**Directions for this task:** Reproduce the passage of the Pinecone FAQ below verbatim, from "Do I store the" up to and including "blobs raise cost.".

What is a serverless index and should I use it?

A Pinecone serverless index decouples storage from compute and scales automatically, billing you for storage plus read and write units rather than a fixed pod size. For most RAG apps it is the simplest and most cost-effective choice — you create it once and never tune pod counts. Pod-based indexes still exist for very specialised high-throughput needs.

How should I batch upserts?

Upsert in batches of around 100 vectors per request rather than one at a time, and keep each request under Pinecone's size limit. Batching cuts round trips dramatically when ingesting thousands of chunks. Use stable, deterministic ids so re-running ingestion updates rather than duplicates vectors.

Do I store the chunk text in Pinecone?

Yes — put the chunk text in the vector's metadata so a query returns both the match and the text to feed the model, avoiding a second lookup. Keep metadata lean (text, source, page, tenant) because Pinecone caps metadata size per vector and large blobs raise cost.

How does metadata filtering work?

**Entries:**
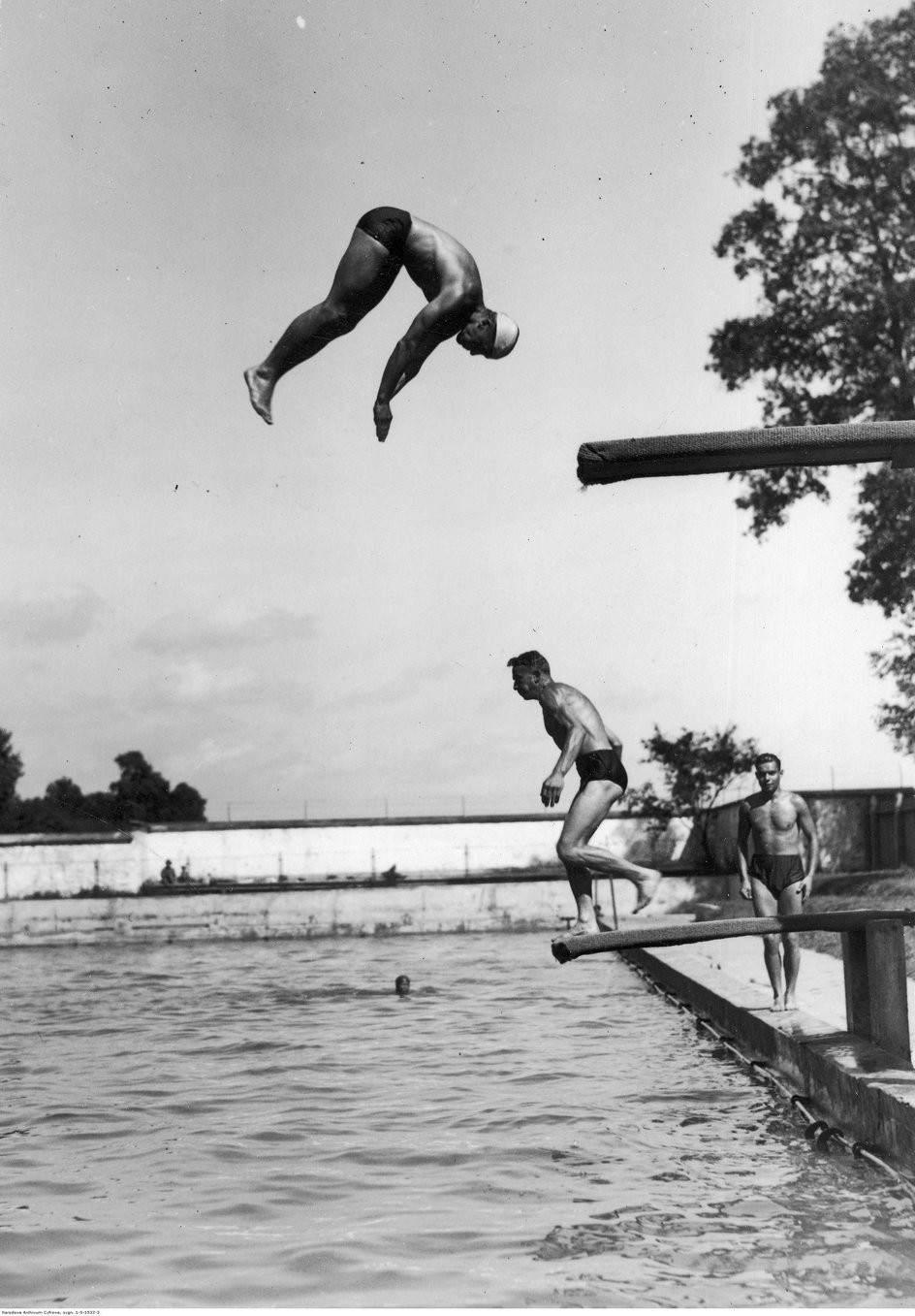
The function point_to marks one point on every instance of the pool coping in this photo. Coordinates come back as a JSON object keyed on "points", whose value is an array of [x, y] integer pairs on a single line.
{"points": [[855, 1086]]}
--
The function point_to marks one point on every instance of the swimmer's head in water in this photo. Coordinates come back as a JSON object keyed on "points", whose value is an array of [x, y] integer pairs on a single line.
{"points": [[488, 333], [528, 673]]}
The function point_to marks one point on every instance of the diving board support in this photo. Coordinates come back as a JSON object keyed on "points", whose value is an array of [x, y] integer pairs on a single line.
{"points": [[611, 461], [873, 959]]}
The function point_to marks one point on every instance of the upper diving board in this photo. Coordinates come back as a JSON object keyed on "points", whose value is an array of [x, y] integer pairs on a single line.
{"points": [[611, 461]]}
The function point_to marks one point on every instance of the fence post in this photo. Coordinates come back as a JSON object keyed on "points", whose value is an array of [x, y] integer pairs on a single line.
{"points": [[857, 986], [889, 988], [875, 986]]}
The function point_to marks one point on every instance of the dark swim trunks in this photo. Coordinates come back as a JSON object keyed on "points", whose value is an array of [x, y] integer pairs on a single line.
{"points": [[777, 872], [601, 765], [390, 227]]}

**Output below:**
Do I store the chunk text in Pinecone?

Yes — put the chunk text in the vector's metadata so a query returns both the match and the text to feed the model, avoiding a second lookup. Keep metadata lean (text, source, page, tenant) because Pinecone caps metadata size per vector and large blobs raise cost.